• 阅读材料:
▬▬▬

两点(a,b)之间的花费 = \(dis[a]+dis[b]-2*dis[lca(a,b)];\)
先求出按顺序出发的总花费 s,当删除某个 A[i]时有三种情况
- \(i=1\),花费变化:减去 A[1]->A[2] 的花费;
- \(i=k\),花费变化:减去 A[k-1]->A[k] 的花费;
- \(i\in[2,k-1]\),花费变化:减去 A[i-1]->A[i],减去 A[i]->A[i+1],加上 A[i-1]->A[i+1] 的花费。
点击查看代码
#include <bits/stdc++.h>
using namespace std;
typedef long long LL;
const int N = 1e6 + 10, INF = 0x3f3f3f3f;
vector<pair<int, int> > g[N];
int n, k, a[N];
LL s, dis[N], ans[N];
int q[N], depth[N], p[N][22];
bool st[N];
void bfs(int rt) {
depth[rt] = 1, q[0] = rt, st[rt] = 1;
int hh = 0, tt = 0;
while (hh <= tt) {
int u = q[hh++];
for (auto it : g[u]) {
int v = it.first, w = it.second;
if (st[v]) continue;
depth[v] = depth[u] + 1;
dis[v] = dis[u] + w;
q[++tt] = v, st[v] = 1, p[v][0] = u;
for (int k = 1; k <= 21; k++)
p[v][k] = p[p[v][k - 1]][k - 1];
}
}
}
int lca(int a, int b) {
if (depth[a] < depth[b]) swap(a, b);
for (int k = 21; k >= 0; k--)
if (depth[p[a][k]] >= depth[b]) a = p[a][k];
if (a == b) return a;
for (int k = 21; k >= 0; k--)

▬▬▬

• 数据内容:
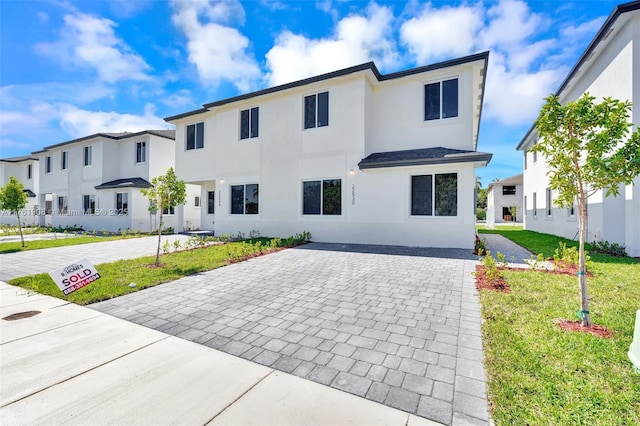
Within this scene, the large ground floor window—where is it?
[411,173,458,216]
[302,179,342,216]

▬▬▬

• 练习题目: 接着写完这段讲树上两点花费与 LCA 的代码，从最后一行之后续起。

• 参考解答:
if (p[a][k] != p[b][k]) a = p[a][k], b = p[b][k];
return p[a][0];
}
LL dist(int a, int b) {
return dis[a] + dis[b] - 2 * dis[lca(a, b)];
}
int main() {
scanf("%d%d", &n, &k);
for (int i = 1, u, v, t; i < n; i++) {
scanf("%d%d%d", &u, &v, &t);
g[u].push_back({v, t});
g[v].push_back({u, t});
}
bfs(1);
for (int i = 1; i <= k; i++) scanf("%d", &a[i]);
for (int i = 2; i <= k; i++) s += dist(a[i - 1], a[i]);
ans[1] = s - dist(a[1], a[2]);
ans[k] = s - dist(a[k - 1], a[k]);
for (int i = 2; i < k; i++)
ans[i] = s - dist(a[i - 1], a[i]) - dist(a[i], a[i + 1])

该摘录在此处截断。